È stato cattivo tenente, eroe romantico, struggente regista nel film “Youth” ?di Sorrentino. Ma lui dice di essere, ancora oggi, quello che era da ragazzo: ?un marine. « La vita è bellissima. ?Non sappiamo da dove veniamo né dove andiamo, ma siamo qui. E tutto ?è un gioco. Anche la morte»

Harvey Keitel non è mai stato protagonista di un blockbuster. Non è mai stato in un film di azione di quelli che costano una fortuna e generano incassi con tanti zeri. 108 film in quasi mezzo secolo, non ha mai vinto Oscar né Golden Globe, solo una volta nel 1992 ha avuto una nomination per essere stato un killer implacabile in “Bugsy” di Barry Levinson. Non è mai stato bello, non ha cicatrici, fossette o segni fisici particolari, eppure dici Harvey Keitel e tutti lo riconoscono. Attraverso il suo volto, passa un bel pezzo di storia del cinema moderno.

#### [Compito assegnato a]
Secondo il testo, per quale film Harvey Keitel ha ottenuto la nomination nel 1992?

[Dati di segmentazione delle regioni]
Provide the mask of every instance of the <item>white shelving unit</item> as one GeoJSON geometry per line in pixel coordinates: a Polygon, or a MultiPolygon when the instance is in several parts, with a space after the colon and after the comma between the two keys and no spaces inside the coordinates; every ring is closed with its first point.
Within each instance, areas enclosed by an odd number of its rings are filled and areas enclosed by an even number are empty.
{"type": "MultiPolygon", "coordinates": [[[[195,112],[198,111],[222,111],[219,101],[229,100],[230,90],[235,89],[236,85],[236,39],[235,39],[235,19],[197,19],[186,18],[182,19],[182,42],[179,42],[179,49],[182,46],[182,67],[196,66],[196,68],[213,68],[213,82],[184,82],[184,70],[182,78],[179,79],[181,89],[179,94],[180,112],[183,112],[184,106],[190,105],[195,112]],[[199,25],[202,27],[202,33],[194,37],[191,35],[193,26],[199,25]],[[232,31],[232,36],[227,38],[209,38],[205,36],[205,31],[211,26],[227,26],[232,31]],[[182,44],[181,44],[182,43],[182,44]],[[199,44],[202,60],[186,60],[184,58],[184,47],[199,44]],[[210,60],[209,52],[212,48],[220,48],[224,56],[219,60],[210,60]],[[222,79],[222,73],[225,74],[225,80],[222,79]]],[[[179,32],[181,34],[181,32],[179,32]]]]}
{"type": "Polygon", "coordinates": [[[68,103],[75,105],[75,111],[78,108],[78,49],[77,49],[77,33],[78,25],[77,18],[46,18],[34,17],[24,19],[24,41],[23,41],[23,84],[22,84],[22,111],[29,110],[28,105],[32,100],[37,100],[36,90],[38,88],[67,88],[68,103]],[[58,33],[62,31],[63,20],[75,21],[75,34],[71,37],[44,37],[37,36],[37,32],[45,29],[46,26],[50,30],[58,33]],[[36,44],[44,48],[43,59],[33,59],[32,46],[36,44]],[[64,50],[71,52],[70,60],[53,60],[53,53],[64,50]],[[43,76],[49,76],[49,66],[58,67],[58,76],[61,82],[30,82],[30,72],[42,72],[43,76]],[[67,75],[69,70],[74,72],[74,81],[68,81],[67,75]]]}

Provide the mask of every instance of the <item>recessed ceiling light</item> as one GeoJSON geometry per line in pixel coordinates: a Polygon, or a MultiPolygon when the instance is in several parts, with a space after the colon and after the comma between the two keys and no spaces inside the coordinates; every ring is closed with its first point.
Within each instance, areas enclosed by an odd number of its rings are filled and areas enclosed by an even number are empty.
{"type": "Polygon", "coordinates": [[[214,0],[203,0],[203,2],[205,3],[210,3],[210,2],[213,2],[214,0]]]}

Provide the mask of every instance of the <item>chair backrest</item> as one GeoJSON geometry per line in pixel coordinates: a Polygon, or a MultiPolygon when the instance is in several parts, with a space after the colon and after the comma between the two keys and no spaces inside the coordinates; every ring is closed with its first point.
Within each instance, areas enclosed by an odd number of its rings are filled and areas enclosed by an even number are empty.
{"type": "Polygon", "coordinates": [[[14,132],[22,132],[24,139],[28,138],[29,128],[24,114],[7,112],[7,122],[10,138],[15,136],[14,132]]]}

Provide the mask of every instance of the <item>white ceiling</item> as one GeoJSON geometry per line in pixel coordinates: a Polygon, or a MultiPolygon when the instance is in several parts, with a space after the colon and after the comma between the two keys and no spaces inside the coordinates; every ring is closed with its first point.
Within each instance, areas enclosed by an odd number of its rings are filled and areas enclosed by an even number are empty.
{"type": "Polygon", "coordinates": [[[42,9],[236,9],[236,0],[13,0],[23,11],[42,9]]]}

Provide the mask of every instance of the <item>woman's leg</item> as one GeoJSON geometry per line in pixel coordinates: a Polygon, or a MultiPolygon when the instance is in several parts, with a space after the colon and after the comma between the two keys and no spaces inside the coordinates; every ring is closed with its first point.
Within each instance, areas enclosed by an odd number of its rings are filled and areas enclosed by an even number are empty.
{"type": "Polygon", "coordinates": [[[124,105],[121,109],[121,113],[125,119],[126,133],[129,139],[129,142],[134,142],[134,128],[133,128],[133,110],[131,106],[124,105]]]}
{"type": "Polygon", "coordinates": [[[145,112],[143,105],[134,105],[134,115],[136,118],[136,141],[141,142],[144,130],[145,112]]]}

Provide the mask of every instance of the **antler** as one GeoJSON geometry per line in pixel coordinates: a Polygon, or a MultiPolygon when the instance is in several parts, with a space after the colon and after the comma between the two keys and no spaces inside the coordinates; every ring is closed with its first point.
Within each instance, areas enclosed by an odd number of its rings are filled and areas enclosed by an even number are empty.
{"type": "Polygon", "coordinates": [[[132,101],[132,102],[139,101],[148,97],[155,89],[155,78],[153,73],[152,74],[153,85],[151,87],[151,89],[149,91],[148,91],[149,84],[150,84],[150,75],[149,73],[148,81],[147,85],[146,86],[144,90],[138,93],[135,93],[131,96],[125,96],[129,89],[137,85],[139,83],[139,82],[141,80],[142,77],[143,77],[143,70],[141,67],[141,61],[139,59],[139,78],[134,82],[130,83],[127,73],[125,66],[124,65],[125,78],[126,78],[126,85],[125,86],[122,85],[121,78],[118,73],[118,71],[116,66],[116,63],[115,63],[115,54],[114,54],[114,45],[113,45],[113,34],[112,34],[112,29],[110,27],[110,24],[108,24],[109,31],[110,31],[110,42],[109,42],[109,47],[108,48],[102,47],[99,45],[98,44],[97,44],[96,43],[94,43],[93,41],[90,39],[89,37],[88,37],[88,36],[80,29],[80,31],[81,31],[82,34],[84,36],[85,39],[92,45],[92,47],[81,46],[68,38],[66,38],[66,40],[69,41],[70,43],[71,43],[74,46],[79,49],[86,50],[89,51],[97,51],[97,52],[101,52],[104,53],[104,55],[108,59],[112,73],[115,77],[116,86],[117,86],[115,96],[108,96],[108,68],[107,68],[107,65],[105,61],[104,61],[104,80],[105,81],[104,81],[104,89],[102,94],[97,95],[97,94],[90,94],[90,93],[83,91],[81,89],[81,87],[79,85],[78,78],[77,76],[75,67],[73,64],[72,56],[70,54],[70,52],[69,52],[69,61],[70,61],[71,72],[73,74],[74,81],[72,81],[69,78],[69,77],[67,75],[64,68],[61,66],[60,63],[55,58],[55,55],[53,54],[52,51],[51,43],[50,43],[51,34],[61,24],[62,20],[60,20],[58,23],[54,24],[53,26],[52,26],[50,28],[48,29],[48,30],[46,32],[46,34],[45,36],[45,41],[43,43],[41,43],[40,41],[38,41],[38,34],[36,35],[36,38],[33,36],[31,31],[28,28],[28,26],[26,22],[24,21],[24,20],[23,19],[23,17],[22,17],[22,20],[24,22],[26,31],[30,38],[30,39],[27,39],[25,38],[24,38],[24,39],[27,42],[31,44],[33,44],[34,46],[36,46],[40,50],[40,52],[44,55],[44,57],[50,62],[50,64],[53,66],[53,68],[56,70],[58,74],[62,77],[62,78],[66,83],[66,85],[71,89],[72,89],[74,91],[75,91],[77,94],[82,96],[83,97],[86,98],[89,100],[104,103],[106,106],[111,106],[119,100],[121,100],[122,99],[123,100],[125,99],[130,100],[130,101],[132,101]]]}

#### [Compito assegnato b]
Individua tutte le righe dei record in cui compare la parola "ceiling", tenendo conto di maiuscole e minuscole.

#### [Risposta completa a]
"Bugsy" di Barry Levinson.

#### [Risposta completa b]
Provide the mask of every instance of the <item>recessed ceiling light</item> as one GeoJSON geometry per line in pixel coordinates: a Polygon, or a MultiPolygon when the instance is in several parts, with a space after the colon and after the comma between the two keys and no spaces inside the coordinates; every ring is closed with its first point.
Provide the mask of every instance of the <item>white ceiling</item> as one GeoJSON geometry per line in pixel coordinates: a Polygon, or a MultiPolygon when the instance is in several parts, with a space after the colon and after the comma between the two keys and no spaces inside the coordinates; every ring is closed with its first point.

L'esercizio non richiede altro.